▶ _Records shown_

>> Start

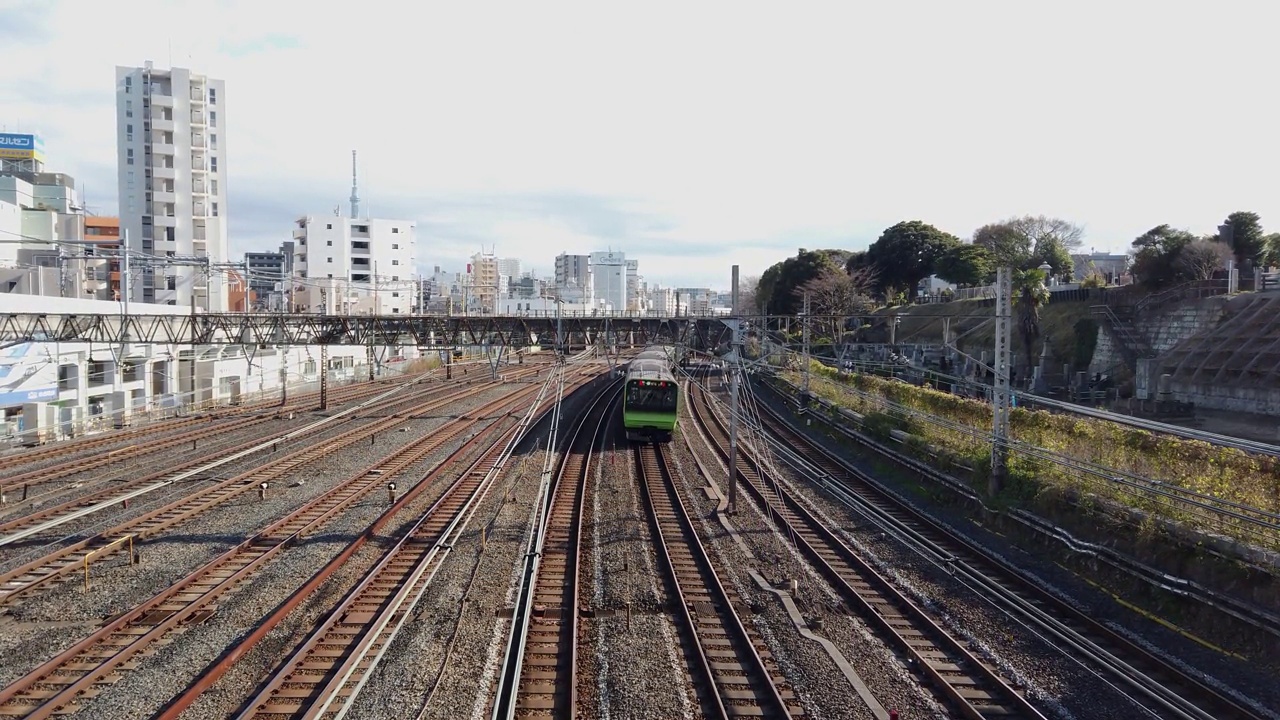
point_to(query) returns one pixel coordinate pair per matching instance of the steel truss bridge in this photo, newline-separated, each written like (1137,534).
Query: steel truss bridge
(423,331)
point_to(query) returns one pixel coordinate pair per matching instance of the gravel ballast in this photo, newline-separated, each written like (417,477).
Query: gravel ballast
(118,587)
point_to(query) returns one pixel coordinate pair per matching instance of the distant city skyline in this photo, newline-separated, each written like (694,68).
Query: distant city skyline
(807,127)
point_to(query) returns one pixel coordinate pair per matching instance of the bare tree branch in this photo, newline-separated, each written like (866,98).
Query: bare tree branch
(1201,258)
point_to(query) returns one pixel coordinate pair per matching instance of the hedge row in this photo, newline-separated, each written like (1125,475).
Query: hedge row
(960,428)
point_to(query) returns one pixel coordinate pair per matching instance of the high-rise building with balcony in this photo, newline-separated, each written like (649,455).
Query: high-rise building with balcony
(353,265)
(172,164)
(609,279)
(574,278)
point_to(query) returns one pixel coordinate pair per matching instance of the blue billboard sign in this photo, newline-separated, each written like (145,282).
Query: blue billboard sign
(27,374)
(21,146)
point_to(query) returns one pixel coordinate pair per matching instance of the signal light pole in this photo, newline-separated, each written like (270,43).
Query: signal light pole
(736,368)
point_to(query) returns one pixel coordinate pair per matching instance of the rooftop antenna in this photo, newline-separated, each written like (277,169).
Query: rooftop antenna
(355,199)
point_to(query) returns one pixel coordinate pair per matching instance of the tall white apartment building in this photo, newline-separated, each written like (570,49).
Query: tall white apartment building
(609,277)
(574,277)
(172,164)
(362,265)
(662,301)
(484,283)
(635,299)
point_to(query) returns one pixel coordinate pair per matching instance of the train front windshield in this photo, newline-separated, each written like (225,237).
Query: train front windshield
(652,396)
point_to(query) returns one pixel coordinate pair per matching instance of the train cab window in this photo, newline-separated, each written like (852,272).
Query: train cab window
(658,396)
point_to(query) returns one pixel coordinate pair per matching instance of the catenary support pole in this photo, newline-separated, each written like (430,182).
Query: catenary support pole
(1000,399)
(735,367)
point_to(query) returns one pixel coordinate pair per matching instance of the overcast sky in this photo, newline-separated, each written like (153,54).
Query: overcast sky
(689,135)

>> End
>> Start

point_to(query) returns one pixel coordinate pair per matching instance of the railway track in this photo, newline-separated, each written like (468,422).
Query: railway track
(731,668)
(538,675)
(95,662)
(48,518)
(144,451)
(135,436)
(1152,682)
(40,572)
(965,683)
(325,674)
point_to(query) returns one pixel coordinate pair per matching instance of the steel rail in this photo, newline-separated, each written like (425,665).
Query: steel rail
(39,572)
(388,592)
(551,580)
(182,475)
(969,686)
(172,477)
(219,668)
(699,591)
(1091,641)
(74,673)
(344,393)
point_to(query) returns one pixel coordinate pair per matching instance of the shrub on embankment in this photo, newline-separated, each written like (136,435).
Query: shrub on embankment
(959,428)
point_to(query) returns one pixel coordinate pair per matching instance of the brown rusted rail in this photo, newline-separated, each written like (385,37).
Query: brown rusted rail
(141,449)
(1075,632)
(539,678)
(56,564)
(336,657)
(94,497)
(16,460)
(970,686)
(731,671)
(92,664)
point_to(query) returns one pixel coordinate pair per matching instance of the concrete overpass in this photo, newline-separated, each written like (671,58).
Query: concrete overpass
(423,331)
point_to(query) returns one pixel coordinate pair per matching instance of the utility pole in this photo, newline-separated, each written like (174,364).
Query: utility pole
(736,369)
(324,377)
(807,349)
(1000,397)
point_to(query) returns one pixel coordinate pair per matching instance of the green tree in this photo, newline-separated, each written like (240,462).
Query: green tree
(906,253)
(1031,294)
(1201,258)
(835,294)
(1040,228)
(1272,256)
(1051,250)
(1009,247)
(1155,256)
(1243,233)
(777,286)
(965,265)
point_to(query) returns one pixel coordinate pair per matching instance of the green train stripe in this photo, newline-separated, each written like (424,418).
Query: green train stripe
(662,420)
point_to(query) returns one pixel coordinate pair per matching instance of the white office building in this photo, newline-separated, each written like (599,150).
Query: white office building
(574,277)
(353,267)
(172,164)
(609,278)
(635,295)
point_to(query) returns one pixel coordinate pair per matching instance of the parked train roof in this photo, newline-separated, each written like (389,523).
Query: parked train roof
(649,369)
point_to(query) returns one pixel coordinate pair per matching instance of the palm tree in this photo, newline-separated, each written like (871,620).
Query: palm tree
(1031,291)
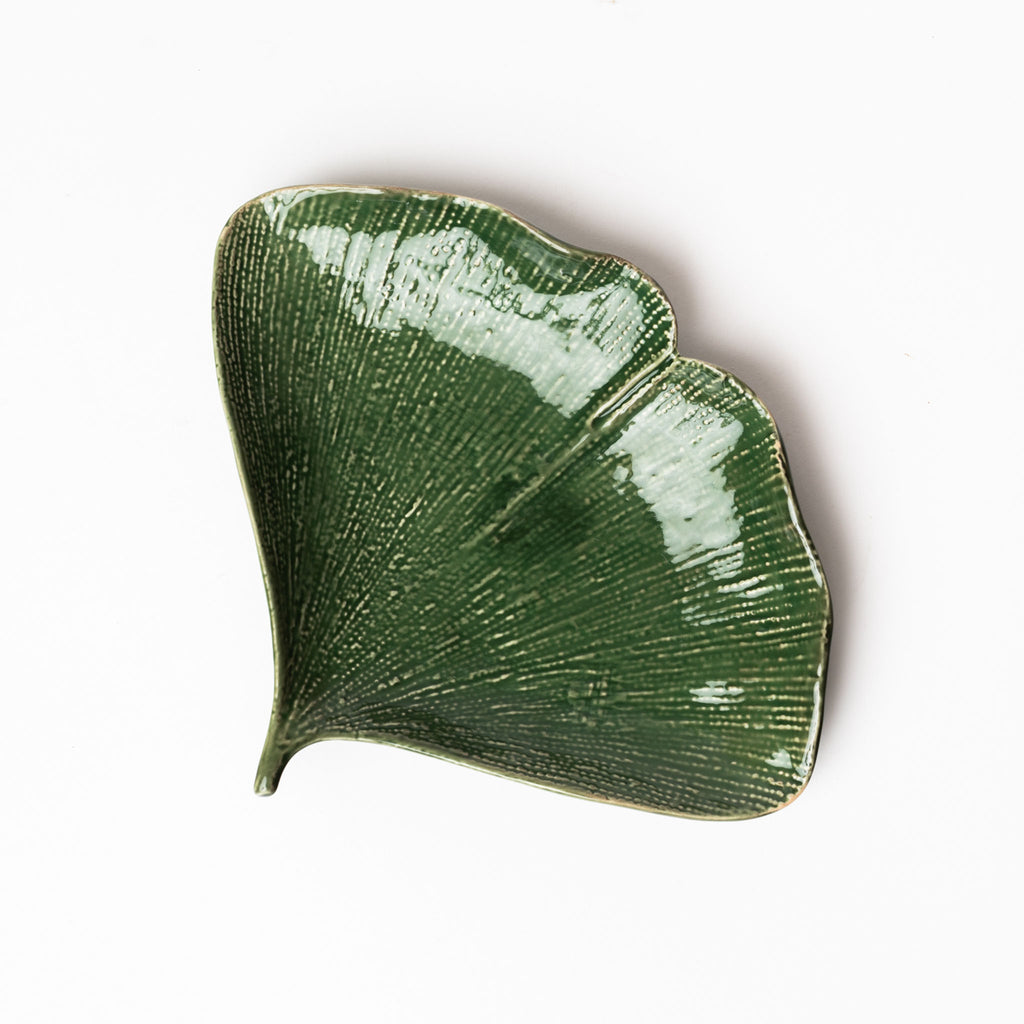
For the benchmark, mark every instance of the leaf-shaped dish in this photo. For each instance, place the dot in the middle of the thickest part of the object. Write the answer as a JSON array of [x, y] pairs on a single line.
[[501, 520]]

>> End

▶ _What needs to be done_
Please filter the records above and copy out every line that contains the word "parked", treating uppercase and lowercase as different.

▶ _Exercise solution_
point_to(query) returns one pixel coordinate pair per matching instance of the parked train roof in this photo, newline-separated, each written like (389,523).
Query: parked train roof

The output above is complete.